- [Listed entries]:
=-=-=
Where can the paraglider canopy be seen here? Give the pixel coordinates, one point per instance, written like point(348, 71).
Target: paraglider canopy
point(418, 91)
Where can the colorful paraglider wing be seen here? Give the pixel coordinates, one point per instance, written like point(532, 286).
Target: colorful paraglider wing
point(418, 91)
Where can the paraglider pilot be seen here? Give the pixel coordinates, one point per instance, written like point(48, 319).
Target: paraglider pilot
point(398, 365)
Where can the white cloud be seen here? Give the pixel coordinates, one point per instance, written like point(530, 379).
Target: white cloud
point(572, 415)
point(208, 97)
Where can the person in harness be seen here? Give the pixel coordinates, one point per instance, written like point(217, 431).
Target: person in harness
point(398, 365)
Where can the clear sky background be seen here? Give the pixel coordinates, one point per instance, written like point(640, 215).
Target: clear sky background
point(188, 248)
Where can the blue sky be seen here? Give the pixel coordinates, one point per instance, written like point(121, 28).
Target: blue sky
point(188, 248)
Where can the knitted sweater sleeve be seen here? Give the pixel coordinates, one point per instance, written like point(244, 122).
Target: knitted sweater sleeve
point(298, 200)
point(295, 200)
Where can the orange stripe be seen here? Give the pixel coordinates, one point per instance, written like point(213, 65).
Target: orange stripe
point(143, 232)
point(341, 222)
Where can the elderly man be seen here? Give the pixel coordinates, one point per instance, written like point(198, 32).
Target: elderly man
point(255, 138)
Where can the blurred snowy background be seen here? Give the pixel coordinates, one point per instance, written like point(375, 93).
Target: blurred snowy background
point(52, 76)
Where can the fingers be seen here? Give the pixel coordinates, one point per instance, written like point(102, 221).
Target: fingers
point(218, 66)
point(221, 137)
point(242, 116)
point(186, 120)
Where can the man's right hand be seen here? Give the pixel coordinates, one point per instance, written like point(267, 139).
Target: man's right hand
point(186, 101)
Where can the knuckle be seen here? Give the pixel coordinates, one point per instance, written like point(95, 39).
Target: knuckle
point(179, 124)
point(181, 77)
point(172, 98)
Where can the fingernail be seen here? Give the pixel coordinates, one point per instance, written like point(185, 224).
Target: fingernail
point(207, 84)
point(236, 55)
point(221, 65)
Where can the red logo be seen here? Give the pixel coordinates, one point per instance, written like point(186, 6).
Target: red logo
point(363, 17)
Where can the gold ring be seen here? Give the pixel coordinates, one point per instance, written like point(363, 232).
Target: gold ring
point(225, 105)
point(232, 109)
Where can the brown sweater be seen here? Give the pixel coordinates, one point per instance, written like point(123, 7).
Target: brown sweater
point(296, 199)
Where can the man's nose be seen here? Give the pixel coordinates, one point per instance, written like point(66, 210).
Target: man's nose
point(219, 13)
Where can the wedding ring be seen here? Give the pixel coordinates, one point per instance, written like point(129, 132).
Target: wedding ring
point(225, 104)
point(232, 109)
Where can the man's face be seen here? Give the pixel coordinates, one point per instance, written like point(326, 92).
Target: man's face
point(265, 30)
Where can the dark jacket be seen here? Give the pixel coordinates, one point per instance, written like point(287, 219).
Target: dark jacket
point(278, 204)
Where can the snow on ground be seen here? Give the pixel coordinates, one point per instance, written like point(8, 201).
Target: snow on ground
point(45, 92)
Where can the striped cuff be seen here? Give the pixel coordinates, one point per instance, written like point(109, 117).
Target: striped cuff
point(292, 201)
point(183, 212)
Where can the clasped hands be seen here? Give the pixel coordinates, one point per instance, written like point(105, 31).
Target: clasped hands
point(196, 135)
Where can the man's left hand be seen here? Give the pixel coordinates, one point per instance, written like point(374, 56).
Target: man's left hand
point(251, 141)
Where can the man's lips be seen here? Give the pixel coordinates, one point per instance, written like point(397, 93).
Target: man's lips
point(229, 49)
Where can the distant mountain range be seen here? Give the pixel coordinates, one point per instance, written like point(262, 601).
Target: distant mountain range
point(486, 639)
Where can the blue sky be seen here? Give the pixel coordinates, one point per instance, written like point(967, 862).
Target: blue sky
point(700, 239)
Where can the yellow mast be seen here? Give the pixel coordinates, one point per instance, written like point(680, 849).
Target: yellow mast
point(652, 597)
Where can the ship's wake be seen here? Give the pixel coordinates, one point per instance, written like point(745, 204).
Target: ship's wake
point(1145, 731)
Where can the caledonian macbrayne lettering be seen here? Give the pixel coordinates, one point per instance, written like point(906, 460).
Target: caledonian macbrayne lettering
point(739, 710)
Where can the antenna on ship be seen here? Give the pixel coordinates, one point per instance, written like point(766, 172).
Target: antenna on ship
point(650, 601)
=-=-=
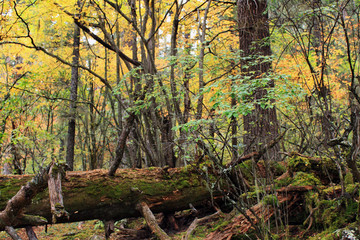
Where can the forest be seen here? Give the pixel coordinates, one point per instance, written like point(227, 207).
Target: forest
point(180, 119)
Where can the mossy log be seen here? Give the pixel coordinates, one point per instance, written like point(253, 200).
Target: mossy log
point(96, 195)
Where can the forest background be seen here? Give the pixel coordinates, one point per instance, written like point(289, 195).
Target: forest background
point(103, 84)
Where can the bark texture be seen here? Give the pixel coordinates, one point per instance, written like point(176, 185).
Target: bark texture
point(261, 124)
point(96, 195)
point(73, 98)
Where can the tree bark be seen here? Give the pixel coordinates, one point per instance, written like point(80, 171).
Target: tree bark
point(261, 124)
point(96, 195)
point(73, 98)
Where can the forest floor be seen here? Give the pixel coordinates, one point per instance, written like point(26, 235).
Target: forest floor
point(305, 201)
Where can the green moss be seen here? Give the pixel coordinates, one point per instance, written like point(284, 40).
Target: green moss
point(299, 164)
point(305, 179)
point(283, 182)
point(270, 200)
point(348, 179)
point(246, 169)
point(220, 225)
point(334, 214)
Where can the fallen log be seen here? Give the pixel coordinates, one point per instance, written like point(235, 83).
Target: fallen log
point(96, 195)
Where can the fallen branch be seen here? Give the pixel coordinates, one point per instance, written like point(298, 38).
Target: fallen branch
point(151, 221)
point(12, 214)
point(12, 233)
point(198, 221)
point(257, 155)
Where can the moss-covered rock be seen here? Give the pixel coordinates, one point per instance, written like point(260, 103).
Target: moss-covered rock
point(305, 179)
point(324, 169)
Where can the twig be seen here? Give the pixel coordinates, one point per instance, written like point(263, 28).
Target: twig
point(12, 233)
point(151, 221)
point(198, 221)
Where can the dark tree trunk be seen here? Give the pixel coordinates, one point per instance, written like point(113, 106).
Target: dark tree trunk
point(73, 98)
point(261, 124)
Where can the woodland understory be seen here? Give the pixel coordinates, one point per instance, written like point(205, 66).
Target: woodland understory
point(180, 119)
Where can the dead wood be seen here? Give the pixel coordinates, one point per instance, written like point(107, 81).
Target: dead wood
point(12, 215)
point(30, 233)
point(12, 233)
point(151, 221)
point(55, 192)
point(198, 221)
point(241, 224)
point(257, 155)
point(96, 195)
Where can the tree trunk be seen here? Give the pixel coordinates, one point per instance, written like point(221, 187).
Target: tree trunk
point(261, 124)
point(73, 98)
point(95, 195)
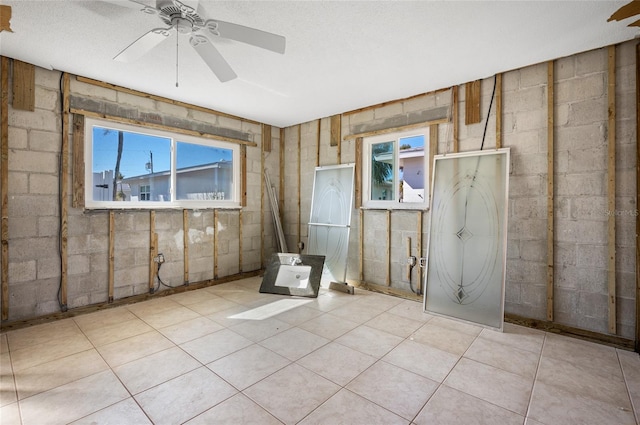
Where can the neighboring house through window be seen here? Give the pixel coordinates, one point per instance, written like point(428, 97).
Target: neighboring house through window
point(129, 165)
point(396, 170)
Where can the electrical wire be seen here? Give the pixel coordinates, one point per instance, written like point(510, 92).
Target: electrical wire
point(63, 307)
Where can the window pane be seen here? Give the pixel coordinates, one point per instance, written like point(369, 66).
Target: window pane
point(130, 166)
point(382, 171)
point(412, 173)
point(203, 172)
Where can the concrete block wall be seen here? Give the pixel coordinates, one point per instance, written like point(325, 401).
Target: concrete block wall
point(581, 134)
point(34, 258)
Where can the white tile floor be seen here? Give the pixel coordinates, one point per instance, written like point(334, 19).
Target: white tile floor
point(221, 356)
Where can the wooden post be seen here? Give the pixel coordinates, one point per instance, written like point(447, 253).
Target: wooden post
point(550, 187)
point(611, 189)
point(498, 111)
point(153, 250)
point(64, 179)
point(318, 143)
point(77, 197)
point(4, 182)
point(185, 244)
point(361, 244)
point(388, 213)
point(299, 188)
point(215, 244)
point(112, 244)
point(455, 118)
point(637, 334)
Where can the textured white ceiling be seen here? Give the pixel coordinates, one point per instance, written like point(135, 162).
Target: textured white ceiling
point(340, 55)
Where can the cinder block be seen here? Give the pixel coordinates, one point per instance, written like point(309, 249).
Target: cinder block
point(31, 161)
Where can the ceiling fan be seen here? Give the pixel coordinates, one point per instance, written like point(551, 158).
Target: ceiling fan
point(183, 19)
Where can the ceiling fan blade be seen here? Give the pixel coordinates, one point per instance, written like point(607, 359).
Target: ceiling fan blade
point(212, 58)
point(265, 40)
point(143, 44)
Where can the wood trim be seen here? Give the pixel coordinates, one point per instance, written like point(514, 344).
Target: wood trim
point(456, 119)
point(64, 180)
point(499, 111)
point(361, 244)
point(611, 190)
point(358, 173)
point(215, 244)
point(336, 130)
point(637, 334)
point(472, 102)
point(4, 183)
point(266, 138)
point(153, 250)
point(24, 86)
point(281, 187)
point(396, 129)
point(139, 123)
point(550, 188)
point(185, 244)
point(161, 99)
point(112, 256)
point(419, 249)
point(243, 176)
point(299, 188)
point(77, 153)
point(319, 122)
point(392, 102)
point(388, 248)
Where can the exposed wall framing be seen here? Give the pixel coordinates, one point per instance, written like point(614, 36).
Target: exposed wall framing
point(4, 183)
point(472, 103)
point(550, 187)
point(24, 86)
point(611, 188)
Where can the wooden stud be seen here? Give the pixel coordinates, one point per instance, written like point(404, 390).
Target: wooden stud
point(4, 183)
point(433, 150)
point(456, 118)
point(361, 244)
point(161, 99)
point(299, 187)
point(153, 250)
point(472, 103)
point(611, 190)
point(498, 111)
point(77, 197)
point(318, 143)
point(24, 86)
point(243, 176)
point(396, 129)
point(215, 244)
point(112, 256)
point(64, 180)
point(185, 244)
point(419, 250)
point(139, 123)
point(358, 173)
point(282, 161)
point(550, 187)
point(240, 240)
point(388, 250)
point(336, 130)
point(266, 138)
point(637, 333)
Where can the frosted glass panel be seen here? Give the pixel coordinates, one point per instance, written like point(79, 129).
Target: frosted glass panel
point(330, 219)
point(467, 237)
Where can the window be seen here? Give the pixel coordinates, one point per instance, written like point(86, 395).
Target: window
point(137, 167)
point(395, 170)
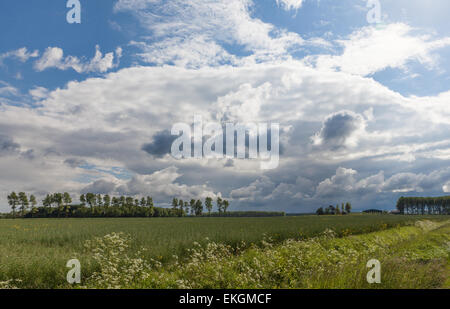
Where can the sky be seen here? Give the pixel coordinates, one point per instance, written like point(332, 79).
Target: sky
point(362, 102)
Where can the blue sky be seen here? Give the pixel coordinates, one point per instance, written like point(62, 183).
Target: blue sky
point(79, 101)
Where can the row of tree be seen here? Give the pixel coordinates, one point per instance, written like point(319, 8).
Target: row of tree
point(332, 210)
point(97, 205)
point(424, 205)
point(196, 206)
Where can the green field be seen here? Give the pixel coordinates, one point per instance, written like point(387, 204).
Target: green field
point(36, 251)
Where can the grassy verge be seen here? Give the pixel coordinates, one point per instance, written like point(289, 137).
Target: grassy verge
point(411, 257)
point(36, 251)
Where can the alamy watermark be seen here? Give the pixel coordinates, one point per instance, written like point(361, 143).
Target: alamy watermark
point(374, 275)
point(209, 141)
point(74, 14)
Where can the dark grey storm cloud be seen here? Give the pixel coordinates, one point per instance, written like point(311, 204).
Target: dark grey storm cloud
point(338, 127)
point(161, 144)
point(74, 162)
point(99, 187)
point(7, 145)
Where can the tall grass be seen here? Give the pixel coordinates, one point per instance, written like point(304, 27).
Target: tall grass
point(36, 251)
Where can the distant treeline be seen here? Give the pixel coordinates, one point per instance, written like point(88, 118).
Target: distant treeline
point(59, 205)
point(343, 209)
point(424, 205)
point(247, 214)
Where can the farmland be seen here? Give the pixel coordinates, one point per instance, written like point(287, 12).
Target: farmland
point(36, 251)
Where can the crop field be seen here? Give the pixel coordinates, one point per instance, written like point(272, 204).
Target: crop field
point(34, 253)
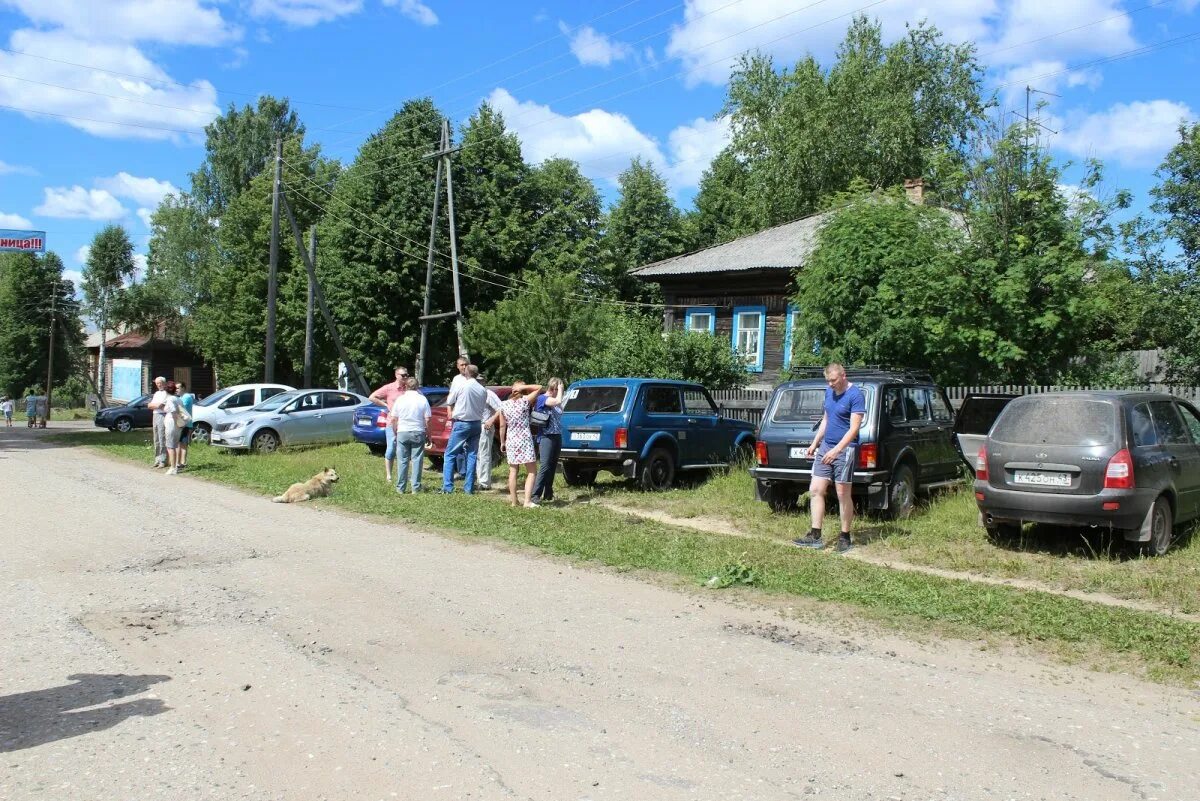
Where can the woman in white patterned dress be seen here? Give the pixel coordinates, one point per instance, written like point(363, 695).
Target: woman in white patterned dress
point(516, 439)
=-=-=
- [What needs to be done]:
Every line above from the line with "Where can the person" to the line with "Where can the knitted", inclusive, must be returned exactly; no other line belongs in the reply.

- [Reply to the exercise]:
Where can the person in harness be seen here? Give the pixel coordinates, one point per instance, written like point(217, 431).
Target: person in harness
point(398, 365)
Where can the clear sky background be seen here? Give the pixel coordinates, one point per instance, written like point(640, 215).
Target: clear sky background
point(188, 248)
Where can the blue sky be seen here? Give the pixel coordinates, one point per instance, written like point(121, 28).
Target: blue sky
point(188, 248)
Where can the knitted sweater sleeve be seen here? Give the pixel coordinates, one point per instance, written like point(244, 122).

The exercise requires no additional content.